#### How to complete this task:
Every record should be written out again in full, with no character altered.

#### Stored data:
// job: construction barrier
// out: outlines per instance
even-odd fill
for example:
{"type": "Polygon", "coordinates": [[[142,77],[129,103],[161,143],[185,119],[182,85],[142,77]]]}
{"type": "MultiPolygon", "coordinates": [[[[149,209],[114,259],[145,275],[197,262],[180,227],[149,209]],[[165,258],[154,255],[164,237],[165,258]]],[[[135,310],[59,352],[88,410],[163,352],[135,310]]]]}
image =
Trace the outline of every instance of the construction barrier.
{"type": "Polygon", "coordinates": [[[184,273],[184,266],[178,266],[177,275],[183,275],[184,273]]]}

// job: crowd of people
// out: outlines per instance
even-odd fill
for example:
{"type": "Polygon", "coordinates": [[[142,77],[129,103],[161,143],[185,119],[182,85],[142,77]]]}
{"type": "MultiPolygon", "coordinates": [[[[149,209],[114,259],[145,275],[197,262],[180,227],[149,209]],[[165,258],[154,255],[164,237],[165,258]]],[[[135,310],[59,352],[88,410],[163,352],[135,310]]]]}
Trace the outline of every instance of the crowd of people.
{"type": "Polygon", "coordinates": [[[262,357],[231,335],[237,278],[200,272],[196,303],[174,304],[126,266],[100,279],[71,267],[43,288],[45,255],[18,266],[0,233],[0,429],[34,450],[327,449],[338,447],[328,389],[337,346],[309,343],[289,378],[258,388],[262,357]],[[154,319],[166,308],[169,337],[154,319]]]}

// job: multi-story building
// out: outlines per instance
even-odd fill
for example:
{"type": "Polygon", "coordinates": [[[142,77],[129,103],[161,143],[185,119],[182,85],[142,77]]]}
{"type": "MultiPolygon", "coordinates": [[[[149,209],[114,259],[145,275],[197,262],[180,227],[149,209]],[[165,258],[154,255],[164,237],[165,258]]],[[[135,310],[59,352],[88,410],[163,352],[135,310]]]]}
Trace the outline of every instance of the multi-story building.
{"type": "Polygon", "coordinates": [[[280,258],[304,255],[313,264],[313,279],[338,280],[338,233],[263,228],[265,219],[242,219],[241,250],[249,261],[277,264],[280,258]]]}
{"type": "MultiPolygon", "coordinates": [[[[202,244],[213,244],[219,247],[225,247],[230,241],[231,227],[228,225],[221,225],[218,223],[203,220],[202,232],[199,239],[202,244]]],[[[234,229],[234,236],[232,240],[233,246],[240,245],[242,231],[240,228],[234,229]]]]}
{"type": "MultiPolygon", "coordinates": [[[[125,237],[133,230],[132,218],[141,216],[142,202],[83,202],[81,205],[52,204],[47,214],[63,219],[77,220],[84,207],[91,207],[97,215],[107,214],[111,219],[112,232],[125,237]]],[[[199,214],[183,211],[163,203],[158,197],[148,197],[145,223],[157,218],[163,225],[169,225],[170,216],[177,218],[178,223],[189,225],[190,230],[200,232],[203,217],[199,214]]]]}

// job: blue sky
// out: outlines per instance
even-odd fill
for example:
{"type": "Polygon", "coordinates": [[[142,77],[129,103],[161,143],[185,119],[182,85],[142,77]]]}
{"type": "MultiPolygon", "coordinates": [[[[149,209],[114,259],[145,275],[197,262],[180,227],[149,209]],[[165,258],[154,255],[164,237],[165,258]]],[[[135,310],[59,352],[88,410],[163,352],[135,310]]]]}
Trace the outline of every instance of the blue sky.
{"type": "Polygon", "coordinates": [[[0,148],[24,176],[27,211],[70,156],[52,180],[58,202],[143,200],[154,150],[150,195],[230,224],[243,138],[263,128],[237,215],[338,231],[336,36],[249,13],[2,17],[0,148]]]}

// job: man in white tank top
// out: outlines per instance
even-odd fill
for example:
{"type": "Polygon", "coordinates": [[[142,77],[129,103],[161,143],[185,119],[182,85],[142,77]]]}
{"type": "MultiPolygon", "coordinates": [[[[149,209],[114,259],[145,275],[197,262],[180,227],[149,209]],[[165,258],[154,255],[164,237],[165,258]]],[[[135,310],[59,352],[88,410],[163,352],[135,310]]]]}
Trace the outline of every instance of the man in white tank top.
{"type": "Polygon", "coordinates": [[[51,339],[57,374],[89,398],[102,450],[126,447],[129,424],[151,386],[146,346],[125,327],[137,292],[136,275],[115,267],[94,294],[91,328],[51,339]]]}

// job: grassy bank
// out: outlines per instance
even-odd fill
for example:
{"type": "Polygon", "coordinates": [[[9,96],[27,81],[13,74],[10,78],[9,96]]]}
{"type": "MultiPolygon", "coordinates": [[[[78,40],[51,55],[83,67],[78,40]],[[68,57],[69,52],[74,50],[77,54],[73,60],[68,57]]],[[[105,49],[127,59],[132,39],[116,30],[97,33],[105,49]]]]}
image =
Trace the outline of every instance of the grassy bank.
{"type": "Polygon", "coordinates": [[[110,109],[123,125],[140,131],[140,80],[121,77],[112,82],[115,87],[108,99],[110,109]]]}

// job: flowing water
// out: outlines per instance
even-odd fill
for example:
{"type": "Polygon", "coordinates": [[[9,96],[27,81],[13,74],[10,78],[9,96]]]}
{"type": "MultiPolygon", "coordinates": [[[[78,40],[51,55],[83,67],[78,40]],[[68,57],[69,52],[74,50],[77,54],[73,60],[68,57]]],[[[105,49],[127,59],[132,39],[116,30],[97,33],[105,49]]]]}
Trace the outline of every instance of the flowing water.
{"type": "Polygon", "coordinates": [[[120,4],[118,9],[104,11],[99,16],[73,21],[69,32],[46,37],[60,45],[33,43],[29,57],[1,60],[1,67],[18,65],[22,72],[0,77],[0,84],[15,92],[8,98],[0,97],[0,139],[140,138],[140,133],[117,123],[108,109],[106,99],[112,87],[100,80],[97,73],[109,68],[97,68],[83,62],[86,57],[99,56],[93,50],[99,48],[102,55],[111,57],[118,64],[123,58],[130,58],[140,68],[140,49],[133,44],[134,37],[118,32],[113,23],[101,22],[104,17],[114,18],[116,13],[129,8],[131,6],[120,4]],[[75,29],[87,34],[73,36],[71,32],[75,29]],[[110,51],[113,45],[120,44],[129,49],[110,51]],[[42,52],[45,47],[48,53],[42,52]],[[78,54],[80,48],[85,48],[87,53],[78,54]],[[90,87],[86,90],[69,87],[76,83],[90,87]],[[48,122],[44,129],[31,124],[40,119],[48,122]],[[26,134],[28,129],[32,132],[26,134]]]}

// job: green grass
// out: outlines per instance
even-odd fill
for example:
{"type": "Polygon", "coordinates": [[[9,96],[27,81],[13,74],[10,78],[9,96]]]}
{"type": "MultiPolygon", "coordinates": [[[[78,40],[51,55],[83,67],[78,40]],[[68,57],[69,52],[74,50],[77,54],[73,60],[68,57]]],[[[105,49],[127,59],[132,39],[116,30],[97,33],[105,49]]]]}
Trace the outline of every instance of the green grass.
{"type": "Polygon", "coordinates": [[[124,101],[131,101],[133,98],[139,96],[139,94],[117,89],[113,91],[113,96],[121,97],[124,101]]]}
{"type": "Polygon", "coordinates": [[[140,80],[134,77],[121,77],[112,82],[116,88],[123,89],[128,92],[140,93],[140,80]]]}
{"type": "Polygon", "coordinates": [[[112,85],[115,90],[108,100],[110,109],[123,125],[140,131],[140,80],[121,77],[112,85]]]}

#### Exercise response:
// job: construction barrier
// out: outlines per instance
even-odd fill
for example:
{"type": "Polygon", "coordinates": [[[142,77],[129,103],[161,143],[185,119],[182,85],[142,77]]]}
{"type": "MultiPolygon", "coordinates": [[[[149,209],[114,259],[145,275],[197,262],[180,227],[149,209]],[[165,258],[154,255],[164,237],[165,258]]],[[[135,310],[59,352],[88,410],[163,352],[135,310]]]]}
image =
Trace the outline of every instance of the construction barrier.
{"type": "Polygon", "coordinates": [[[184,273],[184,266],[178,266],[177,275],[183,275],[184,273]]]}

// job: crowd of people
// out: outlines per instance
even-odd fill
for example:
{"type": "Polygon", "coordinates": [[[142,77],[129,103],[161,143],[185,119],[182,85],[142,77]]]}
{"type": "MultiPolygon", "coordinates": [[[[149,209],[114,259],[145,275],[197,262],[180,227],[149,209]],[[165,258],[154,255],[164,237],[165,258]]],[[[135,310],[59,352],[88,410],[163,352],[135,310]]]]}
Trace the outline of every instance of the crowd of people.
{"type": "Polygon", "coordinates": [[[262,357],[231,335],[237,278],[200,272],[196,303],[174,304],[126,266],[100,279],[71,267],[43,288],[45,255],[18,266],[0,233],[0,429],[34,450],[327,449],[338,447],[328,389],[337,346],[309,343],[289,378],[258,388],[262,357]],[[154,319],[166,308],[169,337],[154,319]]]}

// job: multi-story building
// out: outlines per instance
even-odd fill
for example:
{"type": "Polygon", "coordinates": [[[142,77],[129,103],[161,143],[185,119],[182,85],[142,77]]]}
{"type": "MultiPolygon", "coordinates": [[[[149,209],[114,259],[145,275],[197,262],[180,227],[149,209]],[[165,258],[154,255],[164,237],[165,258]]],[[[135,310],[59,352],[88,410],[163,352],[135,310]]]]}
Trace the outline of every instance of the multi-story building.
{"type": "Polygon", "coordinates": [[[280,258],[304,255],[313,264],[313,279],[338,280],[338,233],[263,228],[265,219],[242,219],[241,250],[249,261],[277,264],[280,258]]]}
{"type": "MultiPolygon", "coordinates": [[[[202,244],[213,244],[219,247],[225,247],[230,241],[231,227],[228,225],[221,225],[218,223],[203,220],[202,232],[199,239],[202,244]]],[[[234,229],[234,236],[232,240],[233,246],[240,245],[242,231],[240,228],[234,229]]]]}
{"type": "MultiPolygon", "coordinates": [[[[125,237],[133,230],[132,218],[141,216],[142,202],[83,202],[81,205],[52,204],[47,214],[63,219],[77,220],[84,207],[91,207],[97,215],[107,214],[111,219],[112,232],[125,237]]],[[[199,214],[183,211],[163,203],[158,197],[148,197],[145,223],[157,218],[163,225],[169,225],[170,216],[177,218],[178,223],[189,225],[190,230],[200,232],[203,217],[199,214]]]]}

// job: blue sky
// out: outlines per instance
even-odd fill
for example:
{"type": "Polygon", "coordinates": [[[142,77],[129,103],[161,143],[185,119],[182,85],[142,77]]]}
{"type": "MultiPolygon", "coordinates": [[[[149,209],[114,259],[145,275],[197,262],[180,227],[149,209]],[[165,258],[154,255],[164,237],[165,258]]],[[[135,310],[59,352],[88,410],[163,352],[135,310]]]]}
Trace the outline of every instance of the blue sky.
{"type": "Polygon", "coordinates": [[[0,148],[24,176],[27,211],[70,156],[52,180],[58,202],[143,200],[154,150],[150,195],[230,224],[243,138],[263,128],[237,215],[338,231],[336,36],[249,13],[2,17],[0,148]]]}

// job: man in white tank top
// out: outlines per instance
even-odd fill
for example:
{"type": "Polygon", "coordinates": [[[142,77],[129,103],[161,143],[185,119],[182,85],[142,77]]]}
{"type": "MultiPolygon", "coordinates": [[[[149,209],[114,259],[145,275],[197,262],[180,227],[149,209]],[[165,258],[154,255],[164,237],[165,258]]],[[[135,310],[59,352],[88,410],[163,352],[135,310]]]]}
Trace the outline of every instance of the man in white tank top.
{"type": "Polygon", "coordinates": [[[51,339],[57,374],[89,398],[102,450],[126,447],[129,424],[151,386],[146,346],[125,327],[137,292],[136,275],[115,267],[94,294],[91,328],[51,339]]]}

// job: grassy bank
// out: outlines per instance
even-odd fill
for example:
{"type": "Polygon", "coordinates": [[[9,96],[27,81],[13,74],[10,78],[9,96]]]}
{"type": "MultiPolygon", "coordinates": [[[[78,40],[51,55],[83,67],[78,40]],[[68,57],[69,52],[74,50],[77,54],[73,60],[68,57]]],[[[105,49],[127,59],[132,39],[116,30],[97,33],[105,49]]]]}
image =
Trace the outline of every instance of the grassy bank.
{"type": "Polygon", "coordinates": [[[110,109],[123,125],[140,131],[140,80],[121,77],[112,82],[115,87],[108,99],[110,109]]]}

// job: flowing water
// out: outlines per instance
even-odd fill
for example:
{"type": "Polygon", "coordinates": [[[9,96],[27,81],[13,74],[10,78],[9,96]]]}
{"type": "MultiPolygon", "coordinates": [[[[78,40],[51,55],[83,67],[78,40]],[[68,57],[69,52],[74,50],[77,54],[73,60],[68,57]]],[[[105,49],[127,59],[132,39],[116,30],[97,33],[105,49]]]]}
Trace the outline of every instance of the flowing water.
{"type": "Polygon", "coordinates": [[[120,4],[118,9],[104,11],[99,16],[73,21],[69,32],[46,37],[60,45],[33,43],[29,57],[1,60],[1,67],[18,65],[22,72],[0,77],[0,84],[15,92],[8,98],[0,97],[0,139],[140,138],[140,133],[117,123],[108,109],[106,99],[112,87],[100,80],[97,73],[109,68],[97,68],[83,62],[86,57],[99,56],[93,50],[99,48],[102,55],[111,57],[118,64],[123,58],[130,58],[140,68],[140,49],[133,44],[134,37],[118,32],[113,23],[101,22],[104,17],[114,18],[116,13],[129,8],[131,6],[120,4]],[[75,29],[87,34],[73,36],[71,32],[75,29]],[[110,51],[113,45],[120,44],[129,49],[110,51]],[[42,52],[45,47],[48,53],[42,52]],[[78,54],[80,48],[85,48],[87,53],[78,54]],[[90,87],[86,90],[69,87],[76,83],[90,87]],[[48,122],[44,129],[31,124],[40,119],[48,122]],[[26,134],[28,129],[32,132],[26,134]]]}

// job: green grass
// out: outlines per instance
even-odd fill
for example:
{"type": "Polygon", "coordinates": [[[9,96],[27,81],[13,74],[10,78],[9,96]]]}
{"type": "MultiPolygon", "coordinates": [[[[78,40],[51,55],[83,67],[78,40]],[[68,57],[69,52],[74,50],[77,54],[73,60],[68,57]]],[[[105,49],[127,59],[132,39],[116,30],[97,33],[105,49]]]]}
Trace the outline of every instance of the green grass.
{"type": "Polygon", "coordinates": [[[124,101],[131,101],[133,98],[139,96],[139,94],[117,89],[113,91],[113,96],[121,97],[124,101]]]}
{"type": "Polygon", "coordinates": [[[140,80],[134,77],[121,77],[112,82],[116,88],[123,89],[128,92],[140,93],[140,80]]]}
{"type": "Polygon", "coordinates": [[[112,85],[115,90],[108,100],[110,109],[123,125],[140,131],[140,80],[121,77],[112,85]]]}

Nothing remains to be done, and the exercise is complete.